• _TASK DETAILS_:
Transcribe the material in full. Nothing should differ except that the pictures are left out.

☆ ☆ ☆

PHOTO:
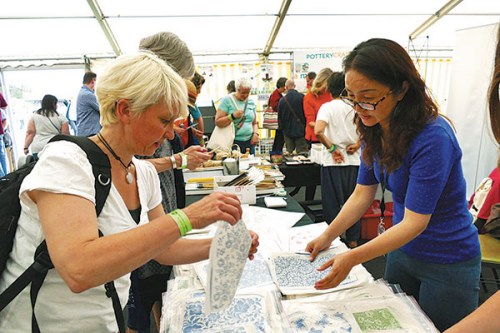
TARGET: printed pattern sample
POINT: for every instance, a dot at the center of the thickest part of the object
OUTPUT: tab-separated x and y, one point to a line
243	312
376	319
227	258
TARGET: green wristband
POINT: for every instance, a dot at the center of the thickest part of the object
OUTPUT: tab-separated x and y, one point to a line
182	221
184	160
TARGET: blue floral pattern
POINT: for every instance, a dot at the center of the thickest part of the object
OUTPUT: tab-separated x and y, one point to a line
227	258
243	312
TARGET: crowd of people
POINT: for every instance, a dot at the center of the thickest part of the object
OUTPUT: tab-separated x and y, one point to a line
378	126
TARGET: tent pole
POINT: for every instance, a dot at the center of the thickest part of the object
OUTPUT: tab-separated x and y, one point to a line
434	18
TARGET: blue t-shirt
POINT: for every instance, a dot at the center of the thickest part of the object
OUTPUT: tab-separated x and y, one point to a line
87	113
227	104
430	181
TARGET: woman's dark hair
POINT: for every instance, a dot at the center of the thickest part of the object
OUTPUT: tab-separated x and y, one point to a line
493	98
231	87
49	105
281	82
388	63
336	83
198	80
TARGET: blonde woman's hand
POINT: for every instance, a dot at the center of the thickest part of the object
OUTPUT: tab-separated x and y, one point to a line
351	149
237	114
337	156
254	246
196	156
317	245
217	206
341	265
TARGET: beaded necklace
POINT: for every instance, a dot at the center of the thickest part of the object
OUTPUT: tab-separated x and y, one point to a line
128	177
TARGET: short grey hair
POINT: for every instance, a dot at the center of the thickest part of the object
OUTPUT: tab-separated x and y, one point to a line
143	80
243	82
170	48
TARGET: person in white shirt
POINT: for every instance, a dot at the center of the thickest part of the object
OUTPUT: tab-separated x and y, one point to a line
43	125
140	96
336	130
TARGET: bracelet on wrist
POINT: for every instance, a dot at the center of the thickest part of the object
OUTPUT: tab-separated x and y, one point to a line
174	162
182	221
184	160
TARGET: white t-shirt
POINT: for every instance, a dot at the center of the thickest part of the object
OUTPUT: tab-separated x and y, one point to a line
340	130
64	168
45	130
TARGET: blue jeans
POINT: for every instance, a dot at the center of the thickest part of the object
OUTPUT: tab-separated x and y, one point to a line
244	145
3	158
446	292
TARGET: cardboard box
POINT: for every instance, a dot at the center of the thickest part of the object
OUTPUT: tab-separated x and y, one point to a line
246	194
371	219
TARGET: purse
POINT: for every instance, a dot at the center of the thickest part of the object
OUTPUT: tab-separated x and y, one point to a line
270	119
223	137
492	225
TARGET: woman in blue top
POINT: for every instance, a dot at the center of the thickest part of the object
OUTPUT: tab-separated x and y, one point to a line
433	247
238	109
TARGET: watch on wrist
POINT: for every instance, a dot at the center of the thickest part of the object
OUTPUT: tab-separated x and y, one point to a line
174	162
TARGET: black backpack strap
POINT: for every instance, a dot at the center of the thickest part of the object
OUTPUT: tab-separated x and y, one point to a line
102	173
100	166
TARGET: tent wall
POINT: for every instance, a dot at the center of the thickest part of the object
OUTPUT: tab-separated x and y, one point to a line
473	63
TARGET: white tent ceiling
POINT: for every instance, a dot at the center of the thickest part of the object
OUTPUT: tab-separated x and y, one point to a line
56	30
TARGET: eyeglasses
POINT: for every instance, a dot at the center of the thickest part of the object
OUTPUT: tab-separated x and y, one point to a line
363	105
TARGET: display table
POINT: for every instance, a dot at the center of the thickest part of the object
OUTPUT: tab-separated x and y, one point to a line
292	206
308	175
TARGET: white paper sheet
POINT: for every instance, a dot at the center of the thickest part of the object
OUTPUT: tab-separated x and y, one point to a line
227	258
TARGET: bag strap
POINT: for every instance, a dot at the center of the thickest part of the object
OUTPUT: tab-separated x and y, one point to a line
58	130
293	111
37	271
242	121
381	225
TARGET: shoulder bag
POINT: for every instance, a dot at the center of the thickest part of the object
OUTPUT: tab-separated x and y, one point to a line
270	118
294	113
223	137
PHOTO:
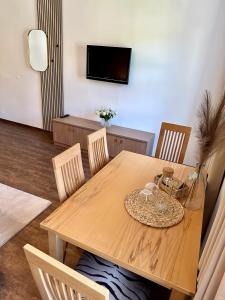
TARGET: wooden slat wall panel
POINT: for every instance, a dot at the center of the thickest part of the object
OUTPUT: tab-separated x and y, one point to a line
50	21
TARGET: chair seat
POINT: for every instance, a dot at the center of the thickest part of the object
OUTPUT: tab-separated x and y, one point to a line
121	283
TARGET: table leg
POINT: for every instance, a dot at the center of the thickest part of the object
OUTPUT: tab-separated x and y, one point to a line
56	246
175	295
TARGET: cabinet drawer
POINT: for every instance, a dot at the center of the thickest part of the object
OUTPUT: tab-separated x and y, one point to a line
117	144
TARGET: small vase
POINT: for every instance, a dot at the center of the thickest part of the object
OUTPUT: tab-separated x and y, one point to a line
105	123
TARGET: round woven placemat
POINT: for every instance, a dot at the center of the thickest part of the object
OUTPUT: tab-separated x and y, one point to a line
161	211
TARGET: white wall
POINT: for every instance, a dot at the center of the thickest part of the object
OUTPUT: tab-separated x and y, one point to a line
178	51
20	88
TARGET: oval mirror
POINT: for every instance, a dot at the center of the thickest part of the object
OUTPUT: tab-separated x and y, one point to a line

☆ ☆ ☆

• _ANSWER BELOW_:
PHOTO:
TARGET: printed pattern sample
POINT: for every instance, a dot at the center of the thickest part of the object
OUTPUT: tab-separated x and y, one point to a line
243	312
376	319
227	258
TARGET: green wristband
POINT: for every instance, a dot at the center of the thickest part of the object
OUTPUT: tab-separated x and y, one point to a line
182	221
184	160
TARGET: blue floral pattern
POINT: for every instance, a dot at the center of the thickest part of the object
OUTPUT: tab-separated x and y, one point to a line
227	258
243	312
TARGET: crowd of people
POINT: for every instance, a dot at the center of the thickest part of the object
OUTPUT: tab-separated x and y, one point to a line
378	126
TARGET: tent pole
POINT: for every instance, a dot at the center of the thickest part of the object
OUTPUT: tab-separated x and y, one point to a line
434	18
TARGET: blue t-shirt
POINT: for every instance, a dot at the center of the thickest part of the object
OUTPUT: tab-separated x and y, one point to a line
87	113
227	104
430	181
TARGET: woman's dark hair
POINT: for every instance, a dot at the center of the thickest part of the object
OUTPUT: tab-separated x and y, one point to a line
493	98
231	87
49	105
281	82
388	63
336	83
198	80
TARGET: blonde woman's hand
POINT: for every instance, a dot at the center of the thickest part of the object
OUTPUT: tab-separated x and y, one point to a line
351	149
237	114
337	156
254	246
196	156
317	245
217	206
341	265
TARGET: beaded necklace
POINT: for every instance, a dot at the center of the thickest part of the object
OUTPUT: tab-separated x and y, one point to a line
128	177
TARGET: short grey hair
POINT: for every instance, a dot at the center of the thickest part of the object
OUTPUT: tab-separated x and y, one point to a line
143	80
243	82
170	48
TARGET: person in white shirt
POINT: for every instance, a dot at the center of the thickest part of the object
OUTPUT: tab-separated x and y, one point to a line
43	125
140	96
336	130
TARGET: bracelet on wrist
POINT: for every instance, a dot at the center of the thickest part of the object
OUTPUT: tab-separated x and y, one point to a line
174	162
182	221
184	160
TARGET: white t-shirt
POINT: for every instance, a dot at the center of the thickest part of the object
OUTPUT: tab-separated x and y, one point to a line
340	130
64	168
45	130
TARGET: blue jeans
POINT: for every instance, a dot at the center of the thickest part of the object
OUTPUT: tab-separated x and y, one point to a line
244	145
3	158
446	292
TARGET: cardboard box
POINT: for every instance, a dot at the center of the thickest part of the object
OUTPUT: tab-separated x and y, one point to a line
246	194
371	219
TARGET: purse
POINT: for every instance, a dot at the center of the thickest part of the object
OUTPUT: tab-separated x and y, one point to a line
270	119
223	137
492	225
TARGET: woman in blue top
POINT: for every instance, a dot at the center of the thickest part of the object
OUTPUT: tab-separated x and y, one point to a line
433	247
238	109
TARGET: watch on wrist
POINT: for every instance, a dot at the center of the thickest part of the object
OUTPUT: tab-separated x and y, one point to a line
174	162
TARGET: black backpack strap
POINT: for every instance, a dot at the center of the thickest part of the object
OUTPUT: tab-separated x and y, one point to a line
102	173
100	166
TARGET: tent wall
POINT: for every instance, a dot at the center of the thickest part of the object
OUTPUT: tab-separated x and y, one point to a line
473	63
TARGET: white tent ceiling
POINT: for every instance, a dot at the center of the thickest part of the object
OUTPUT: tab-separated x and y, one point to a line
56	30
TARGET: eyeglasses
POINT: for every instance, a dot at the center of the thickest part of the object
OUTPUT: tab-separated x and y, one point to a line
363	105
TARGET: display table
POINT: for every instance, a dot at the center of the thickest part of the object
OUTPUT: tab-separated x and y, one point to a line
292	206
308	175
TARGET: white paper sheet
POINT: for every instance, a dot at the center of the thickest part of the object
OUTPUT: tab-separated x and y, one point to a line
227	258
TARGET: bag strap
POINT: for every instance, a dot at the center of the thickest part of the object
OUTPUT: tab-separated x and y, one point to a line
58	130
293	111
37	271
242	121
381	225
TARGET: shoulder bag
POINT: for every instance, a dot at the center of the thickest part of the object
OUTPUT: tab-separated x and y, one point to a line
270	118
294	113
223	137
PHOTO:
TARGET: wooden slat wall panel
POINT: for every instance, a dot at the center of the thickest part of the object
OUTPUT: tab-separated x and y, one point to a line
50	21
TARGET: chair seat
POINT: for every instance, a dot at the center of the thickest part of the object
OUTPUT: tab-separated x and y, one point to a line
121	283
TARGET: table leg
POINT: for every instance, a dot at the center of the thickest part of the object
OUTPUT: tab-separated x and y, one point to a line
56	246
175	295
TARGET: cabinet drawer
POINT: for every instance, a dot at the center of the thickest part of the object
OUTPUT: tab-separated x and y, one point to a line
117	144
TARGET: small vase
POINT: for every instance, a dot at the center of the thickest part of the object
OUTPUT: tab-separated x and y, one point to a line
105	123
TARGET: round woven placemat
POINT: for every instance, a dot at the center of the thickest part of the object
OUTPUT: tab-separated x and y, one point to a line
161	211
TARGET: white wall
POINT: for every instance, a dot at the center of the thickest part of the object
OUTPUT: tab-separated x and y, one point to a line
178	51
20	88
TARGET: oval mirror
POINT: for every instance, a dot at the center of the thickest part of the object
OUTPUT: tab-separated x and y, one point to a line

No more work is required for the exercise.